(Saved entries)
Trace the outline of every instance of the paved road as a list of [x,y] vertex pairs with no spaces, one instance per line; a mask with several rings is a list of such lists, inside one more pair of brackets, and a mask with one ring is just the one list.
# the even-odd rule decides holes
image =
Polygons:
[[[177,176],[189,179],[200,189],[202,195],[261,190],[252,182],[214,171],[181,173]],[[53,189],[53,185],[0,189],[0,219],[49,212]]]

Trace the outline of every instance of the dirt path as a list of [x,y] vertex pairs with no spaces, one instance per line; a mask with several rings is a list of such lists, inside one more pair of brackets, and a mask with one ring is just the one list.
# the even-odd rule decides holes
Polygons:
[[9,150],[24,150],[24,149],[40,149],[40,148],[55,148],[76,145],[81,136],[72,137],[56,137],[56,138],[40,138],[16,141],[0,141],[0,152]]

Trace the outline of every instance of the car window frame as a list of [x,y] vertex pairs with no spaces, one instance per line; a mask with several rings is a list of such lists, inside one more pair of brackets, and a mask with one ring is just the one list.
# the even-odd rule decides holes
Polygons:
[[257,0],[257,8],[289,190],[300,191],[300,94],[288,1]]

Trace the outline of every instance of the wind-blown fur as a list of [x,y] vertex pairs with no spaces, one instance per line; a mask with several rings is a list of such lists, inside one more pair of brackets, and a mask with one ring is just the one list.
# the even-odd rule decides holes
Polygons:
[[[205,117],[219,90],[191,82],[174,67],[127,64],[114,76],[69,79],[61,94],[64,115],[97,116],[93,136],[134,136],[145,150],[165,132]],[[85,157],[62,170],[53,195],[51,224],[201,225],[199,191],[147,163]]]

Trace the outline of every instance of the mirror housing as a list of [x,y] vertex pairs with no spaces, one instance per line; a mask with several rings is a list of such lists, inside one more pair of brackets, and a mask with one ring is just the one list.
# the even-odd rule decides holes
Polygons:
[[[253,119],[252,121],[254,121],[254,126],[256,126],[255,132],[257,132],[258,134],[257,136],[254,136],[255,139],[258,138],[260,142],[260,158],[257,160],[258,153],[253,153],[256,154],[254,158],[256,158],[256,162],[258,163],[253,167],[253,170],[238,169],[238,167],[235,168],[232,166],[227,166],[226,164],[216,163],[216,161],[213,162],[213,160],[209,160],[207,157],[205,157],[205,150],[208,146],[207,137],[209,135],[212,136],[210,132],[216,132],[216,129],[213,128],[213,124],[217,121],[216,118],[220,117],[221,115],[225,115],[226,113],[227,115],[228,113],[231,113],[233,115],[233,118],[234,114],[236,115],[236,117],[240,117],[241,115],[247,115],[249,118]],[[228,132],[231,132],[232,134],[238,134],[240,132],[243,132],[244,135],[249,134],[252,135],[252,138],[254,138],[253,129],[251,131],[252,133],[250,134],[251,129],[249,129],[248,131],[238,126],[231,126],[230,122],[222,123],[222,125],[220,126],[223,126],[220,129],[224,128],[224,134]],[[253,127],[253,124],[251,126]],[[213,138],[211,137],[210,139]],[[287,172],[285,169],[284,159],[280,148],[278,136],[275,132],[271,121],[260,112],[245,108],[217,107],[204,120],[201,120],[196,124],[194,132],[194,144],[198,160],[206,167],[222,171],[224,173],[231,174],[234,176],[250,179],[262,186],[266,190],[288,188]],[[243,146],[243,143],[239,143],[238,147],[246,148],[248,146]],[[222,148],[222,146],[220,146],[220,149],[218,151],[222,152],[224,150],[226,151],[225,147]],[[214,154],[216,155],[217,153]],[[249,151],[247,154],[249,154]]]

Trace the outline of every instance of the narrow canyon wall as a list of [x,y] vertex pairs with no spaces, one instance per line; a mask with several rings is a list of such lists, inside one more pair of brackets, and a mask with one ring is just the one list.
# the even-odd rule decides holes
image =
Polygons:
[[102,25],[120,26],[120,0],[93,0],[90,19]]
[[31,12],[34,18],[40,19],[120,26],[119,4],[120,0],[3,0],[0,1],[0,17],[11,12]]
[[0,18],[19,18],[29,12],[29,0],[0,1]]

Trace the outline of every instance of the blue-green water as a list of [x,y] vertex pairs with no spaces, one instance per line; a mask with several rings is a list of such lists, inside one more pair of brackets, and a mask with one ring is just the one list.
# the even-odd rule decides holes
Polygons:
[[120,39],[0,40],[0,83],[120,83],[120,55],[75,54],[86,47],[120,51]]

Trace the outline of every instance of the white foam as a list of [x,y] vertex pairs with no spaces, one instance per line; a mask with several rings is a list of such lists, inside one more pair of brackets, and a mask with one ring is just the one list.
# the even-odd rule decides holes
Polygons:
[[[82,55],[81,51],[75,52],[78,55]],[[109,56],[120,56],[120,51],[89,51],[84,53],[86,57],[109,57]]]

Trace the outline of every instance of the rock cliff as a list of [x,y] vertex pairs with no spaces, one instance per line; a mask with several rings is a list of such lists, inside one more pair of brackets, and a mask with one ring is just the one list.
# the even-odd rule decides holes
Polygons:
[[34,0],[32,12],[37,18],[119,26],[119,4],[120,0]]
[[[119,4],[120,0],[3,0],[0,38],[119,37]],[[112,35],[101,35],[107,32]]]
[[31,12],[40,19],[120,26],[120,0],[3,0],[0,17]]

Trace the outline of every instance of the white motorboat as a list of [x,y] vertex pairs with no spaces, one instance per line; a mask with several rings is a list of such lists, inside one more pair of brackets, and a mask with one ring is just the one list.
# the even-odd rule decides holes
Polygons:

Task instructions> Please retype the entries above in full, exactly as they stand.

Written response>
Trace the outline of every instance of the paved road as a list of [x,y] vertex pairs with no spaces, one instance per line; a mask with several rings is a list of such lists, inside one more pair of brackets, and a mask with one ring is just the one list.
# the even-odd rule decides holes
image =
Polygons:
[[[177,176],[189,179],[200,189],[202,195],[261,190],[252,182],[214,171],[181,173]],[[53,189],[53,185],[0,189],[0,219],[49,212]]]

Trace the outline of every instance of the dirt path as a list of [x,y] vertex pairs with no spaces, one instance per line; a mask with several rings is a list of such lists, inside one more pair of brackets, and a mask with one ring is just the one list.
# the even-odd rule decides holes
Polygons:
[[9,150],[24,150],[24,149],[40,149],[40,148],[55,148],[76,145],[81,136],[72,137],[56,137],[56,138],[40,138],[16,141],[0,141],[0,152]]

Trace the outline of every instance of the car window frame as a list of [x,y] vertex pairs with no spaces, one instance per line; a mask with several rings is a list of such lists, inside one more pair of brackets, and a mask with one ring is just the one list.
# the even-odd rule decides holes
Polygons:
[[257,0],[257,8],[289,190],[300,191],[300,94],[288,1]]

Trace the outline of every instance of the wind-blown fur as a list of [x,y] vertex pairs with no spaces, one instance per line; a mask with several rings is a list of such lists, inside one more pair of brackets, and a mask with one ring is just the one list.
# the even-odd rule decides holes
Polygons:
[[[205,117],[219,90],[191,82],[174,67],[127,64],[114,76],[69,79],[61,94],[64,115],[97,116],[93,136],[134,136],[145,150],[165,132]],[[85,157],[62,170],[53,195],[51,224],[201,225],[199,191],[147,163]]]

Trace the outline of every instance of the mirror housing as a list of [x,y] vertex pairs with no spaces, one instance per line; a mask with several rings is a list of such lists, inside one more pair of brackets, and a mask with one ring is just the one list.
# the even-odd rule decides holes
Polygons:
[[[253,119],[252,121],[254,121],[254,126],[256,126],[255,132],[257,132],[258,134],[257,136],[254,136],[255,139],[258,138],[260,142],[260,158],[257,160],[258,153],[253,153],[256,154],[254,158],[256,158],[256,162],[258,163],[253,167],[253,170],[238,169],[238,167],[235,168],[232,166],[227,166],[226,164],[216,163],[216,161],[213,162],[213,160],[209,160],[207,157],[205,157],[205,150],[208,146],[207,137],[209,135],[212,136],[210,132],[216,132],[216,129],[213,128],[213,124],[217,121],[216,118],[220,117],[221,115],[225,115],[226,113],[227,115],[228,113],[231,113],[233,115],[233,118],[234,114],[236,115],[236,117],[240,117],[241,115],[247,115],[249,118]],[[228,132],[231,132],[232,134],[238,134],[240,132],[243,132],[244,135],[249,134],[252,135],[252,138],[254,138],[253,129],[251,131],[252,133],[250,134],[251,129],[249,129],[248,131],[238,126],[231,126],[230,122],[222,123],[222,125],[220,126],[223,126],[220,129],[224,128],[224,134]],[[253,127],[253,124],[251,126]],[[213,138],[211,137],[210,139]],[[287,172],[285,169],[284,159],[280,148],[278,136],[275,132],[271,121],[260,112],[245,108],[217,107],[204,120],[201,120],[196,124],[194,132],[194,144],[198,160],[206,167],[222,171],[224,173],[231,174],[234,176],[250,179],[262,186],[266,190],[288,188]],[[243,146],[243,143],[239,143],[238,147],[246,148],[248,146]],[[222,148],[222,146],[220,146],[220,149],[218,151],[222,152],[224,150],[226,151],[225,147]],[[214,154],[216,155],[217,153]],[[249,151],[247,154],[249,154]]]

Trace the outline of every instance of the narrow canyon wall as a list of [x,y] vertex pairs with no spaces, one instance per line; a mask with several rings is a list of such lists, inside one more pair of brackets, and a mask with one ring is just the one list.
# the even-odd rule decides holes
image =
Polygons:
[[102,25],[120,26],[120,0],[93,0],[90,19]]
[[31,12],[34,18],[40,19],[120,26],[119,4],[120,0],[3,0],[0,1],[0,17],[11,12]]
[[0,18],[19,18],[29,12],[29,0],[0,1]]

Trace the outline of every instance of the blue-green water as a list of [x,y] vertex pairs with no spaces, one instance per line; a mask with several rings is a list of such lists, inside one more pair of brackets, and a mask with one ring is just the one list.
# the even-odd rule decides holes
Polygons:
[[120,39],[0,40],[0,83],[120,83],[120,55],[75,54],[86,47],[120,51]]

Trace the outline of every instance of the white foam as a list of [x,y] vertex pairs with no spaces, one instance per line; a mask with several rings is a list of such lists, inside one more pair of brackets, and a mask with one ring is just the one list.
# the even-odd rule decides holes
Polygons:
[[[82,55],[81,51],[75,52],[78,55]],[[109,56],[120,56],[120,51],[89,51],[84,53],[86,57],[109,57]]]

Trace the outline of every instance of the rock cliff as a list of [x,y] vertex pairs with no spaces, one instance per line; a mask with several rings is a list of such lists, inside one more pair of brackets, and a mask with one ring is just the one list.
# the even-odd rule decides holes
Polygons:
[[34,0],[32,12],[37,18],[119,26],[119,4],[120,0]]
[[[119,4],[120,0],[3,0],[0,38],[119,37]],[[112,35],[101,35],[107,32]]]
[[31,12],[40,19],[120,26],[120,0],[3,0],[0,17]]

Trace the outline of every instance of the white motorboat as a list of [x,y] vertex pairs with no spaces, one instance per line; a mask with several rings is a list of such lists, inside one more pair of brackets, and a mask with one ring is just the one list.
# the even-odd rule decides holes
Polygons:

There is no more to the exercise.